— Start of Excerpt provided —

How do we tackle this ‘great degeneration’? The answer is to create a more civil society. Ferguson tells us a story about a shoreline beautification project he initiated to help improve the view from a house he bought. Once he got the locals energised, he found the volunteers took great pride in their work and more people came to enjoy the clean shore. The benefits were no money had to be spent or local government involved. By increasing participation in a civil society, Ferguson believes that institutions across the board can be strengthened.

This whole notion of the ‘civil society’ and ‘social capital’ is very much similar to former Australian Labor Party leader Mark Latham’s political vision.  His whole idea was that it could replace big government. The only problem was that ‘social capital’ is something that is necessarily built from the grass roots up, not promoted by big government as a replacement for itself. How Ferguson’s civil society will take root is not really explained, and the feeling you get is that it’s just a hobby horse that he doesn’t really think has much of a hope. The Great Degeneration is certainly no activist’s call to arms. The title seems to suggest that the decline of Western civilisation will be some great game or spectacle. Indeed, Ferguson’s sense of humour can be quite glib.

— End of Excerpt provided —
— Start of Data for processing —

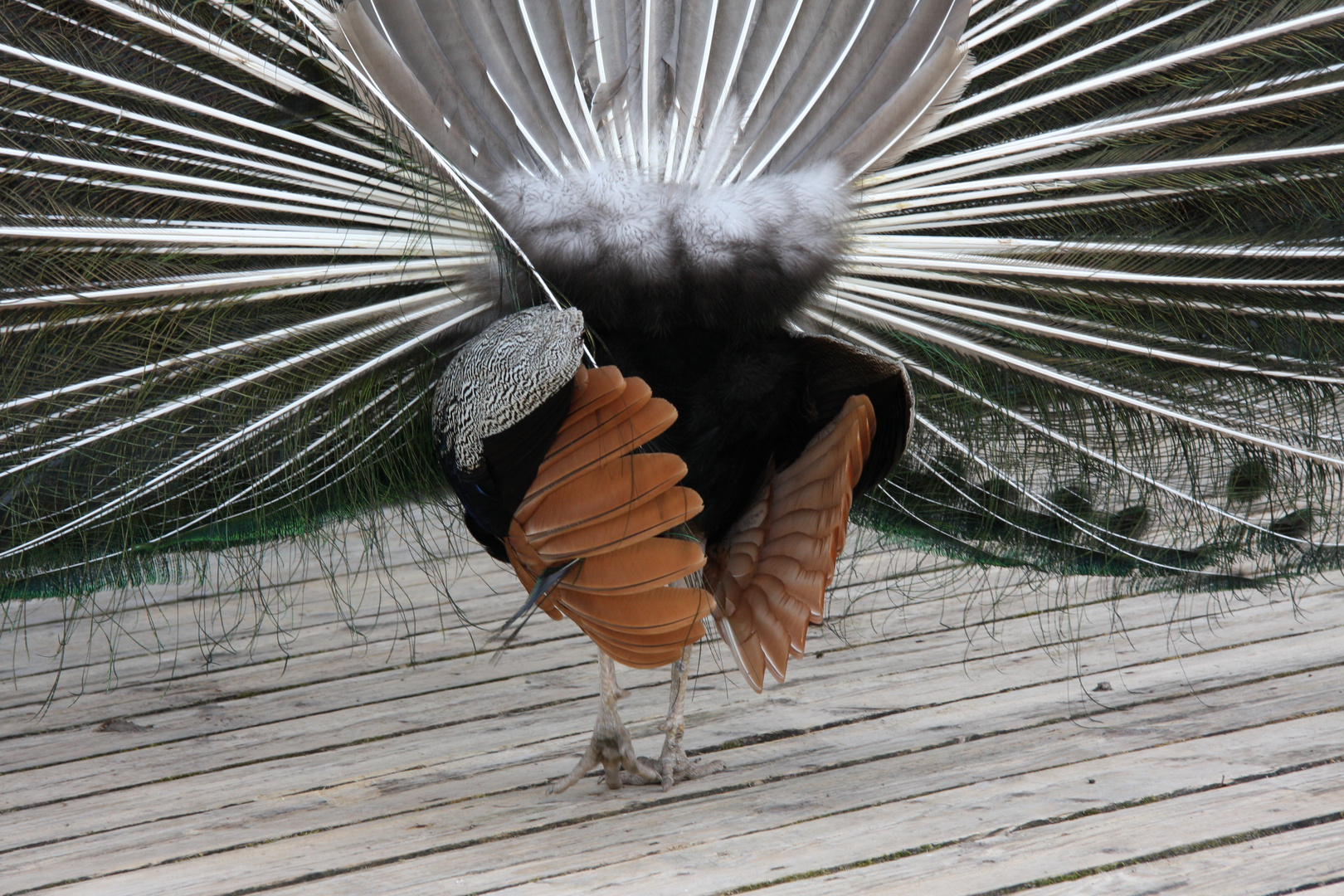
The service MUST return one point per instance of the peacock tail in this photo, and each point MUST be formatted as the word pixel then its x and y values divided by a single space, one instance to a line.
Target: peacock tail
pixel 244 240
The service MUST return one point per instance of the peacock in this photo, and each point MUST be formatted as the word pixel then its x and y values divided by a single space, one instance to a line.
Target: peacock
pixel 656 297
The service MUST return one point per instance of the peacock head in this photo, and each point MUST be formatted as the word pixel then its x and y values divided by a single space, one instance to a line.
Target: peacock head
pixel 502 377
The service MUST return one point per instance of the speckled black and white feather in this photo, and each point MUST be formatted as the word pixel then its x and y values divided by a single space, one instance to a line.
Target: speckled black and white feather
pixel 502 377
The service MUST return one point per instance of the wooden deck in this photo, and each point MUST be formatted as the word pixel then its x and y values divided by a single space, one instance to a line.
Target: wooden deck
pixel 1132 744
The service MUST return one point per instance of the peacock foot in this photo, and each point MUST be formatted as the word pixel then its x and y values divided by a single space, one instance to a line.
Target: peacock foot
pixel 674 765
pixel 611 746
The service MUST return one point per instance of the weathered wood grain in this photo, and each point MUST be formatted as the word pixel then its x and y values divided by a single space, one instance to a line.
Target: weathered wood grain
pixel 1015 733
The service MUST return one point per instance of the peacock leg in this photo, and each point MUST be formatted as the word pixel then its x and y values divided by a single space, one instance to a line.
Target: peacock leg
pixel 611 746
pixel 674 763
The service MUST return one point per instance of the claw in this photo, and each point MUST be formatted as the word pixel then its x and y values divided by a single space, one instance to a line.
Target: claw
pixel 611 746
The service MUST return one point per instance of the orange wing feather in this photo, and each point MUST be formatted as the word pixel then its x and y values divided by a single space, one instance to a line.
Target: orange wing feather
pixel 772 577
pixel 594 499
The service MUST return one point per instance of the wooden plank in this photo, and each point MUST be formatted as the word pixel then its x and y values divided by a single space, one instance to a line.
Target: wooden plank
pixel 728 840
pixel 249 781
pixel 899 733
pixel 817 694
pixel 281 800
pixel 941 860
pixel 1289 861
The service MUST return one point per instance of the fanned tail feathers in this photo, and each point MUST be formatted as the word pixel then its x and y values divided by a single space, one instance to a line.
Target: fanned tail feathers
pixel 1103 240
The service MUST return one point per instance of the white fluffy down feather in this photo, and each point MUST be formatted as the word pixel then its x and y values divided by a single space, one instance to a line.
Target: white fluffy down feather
pixel 608 236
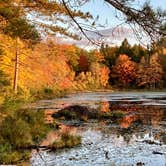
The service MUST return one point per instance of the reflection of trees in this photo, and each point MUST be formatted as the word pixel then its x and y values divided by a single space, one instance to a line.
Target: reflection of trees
pixel 139 121
pixel 104 106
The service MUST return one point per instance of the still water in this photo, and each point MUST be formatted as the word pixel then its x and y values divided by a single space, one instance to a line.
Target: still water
pixel 137 138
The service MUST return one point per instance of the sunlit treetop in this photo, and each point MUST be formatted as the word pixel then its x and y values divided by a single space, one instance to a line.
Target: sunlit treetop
pixel 65 17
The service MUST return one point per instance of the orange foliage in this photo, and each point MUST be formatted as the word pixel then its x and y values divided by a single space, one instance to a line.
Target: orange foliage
pixel 124 70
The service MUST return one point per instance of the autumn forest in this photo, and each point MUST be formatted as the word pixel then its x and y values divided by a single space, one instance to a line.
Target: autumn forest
pixel 42 78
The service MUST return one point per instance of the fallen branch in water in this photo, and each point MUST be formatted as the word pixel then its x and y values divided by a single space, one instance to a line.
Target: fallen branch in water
pixel 154 152
pixel 150 142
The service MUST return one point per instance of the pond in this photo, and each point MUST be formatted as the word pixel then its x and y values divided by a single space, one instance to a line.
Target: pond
pixel 139 138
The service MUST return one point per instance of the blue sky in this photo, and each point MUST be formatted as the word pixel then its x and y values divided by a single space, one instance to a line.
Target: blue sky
pixel 107 12
pixel 107 15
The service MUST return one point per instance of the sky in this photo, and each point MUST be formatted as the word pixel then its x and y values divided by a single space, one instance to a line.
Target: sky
pixel 107 18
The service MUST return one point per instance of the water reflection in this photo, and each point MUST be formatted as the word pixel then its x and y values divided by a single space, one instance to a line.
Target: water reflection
pixel 131 140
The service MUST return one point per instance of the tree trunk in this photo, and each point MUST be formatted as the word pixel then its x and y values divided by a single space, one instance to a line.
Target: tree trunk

— End of Data for processing —

### Written tasks
A: Retype the review from "This whole notion" to "be quite glib.".
B: Please echo the records from the line with "The service MUST return one point per instance of the claw" to the line with "pixel 137 138", both lines included, and leave the pictures out.
The review and the records come from separate, unrelated sources.

### Answers for the exercise
A:
This whole notion of the ‘civil society’ and ‘social capital’ is very much similar to former Australian Labor Party leader Mark Latham’s political vision.  His whole idea was that it could replace big government. The only problem was that ‘social capital’ is something that is necessarily built from the grass roots up, not promoted by big government as a replacement for itself. How Ferguson’s civil society will take root is not really explained, and the feeling you get is that it’s just a hobby horse that he doesn’t really think has much of a hope. The Great Degeneration is certainly no activist’s call to arms. The title seems to suggest that the decline of Western civilisation will be some great game or spectacle. Indeed, Ferguson’s sense of humour can be quite glib.

B:
The service MUST return one point per instance of the claw in this photo, and each point MUST be formatted as the word pixel then its x and y values divided by a single space, one instance to a line.
Target: claw
pixel 611 746
The service MUST return one point per instance of the orange wing feather in this photo, and each point MUST be formatted as the word pixel then its x and y values divided by a single space, one instance to a line.
Target: orange wing feather
pixel 772 577
pixel 594 499
The service MUST return one point per instance of the wooden plank in this photo, and each point MUST be formatted as the word pixel then its x and y values divided by a single space, one instance to a line.
Target: wooden plank
pixel 728 840
pixel 249 781
pixel 899 733
pixel 817 694
pixel 281 800
pixel 941 860
pixel 1289 861
The service MUST return one point per instance of the fanned tail feathers in this photo, and each point MUST be formatted as the word pixel then its x and y values divided by a single space, one instance to a line.
Target: fanned tail feathers
pixel 1103 240
The service MUST return one point per instance of the white fluffy down feather in this photo, and each point MUST be formatted as the word pixel then its x and y values divided by a single space, one instance to a line.
Target: white fluffy down feather
pixel 608 236
The service MUST return one point per instance of the reflection of trees in this photo, and each point MUST be formatted as the word pixel then its x and y values divided by a single space, one instance to a line.
Target: reflection of trees
pixel 139 121
pixel 104 106
The service MUST return one point per instance of the still water in this photo, and each point MUST be formatted as the word pixel then its x and y values divided by a single space, one instance to a line.
Target: still water
pixel 137 138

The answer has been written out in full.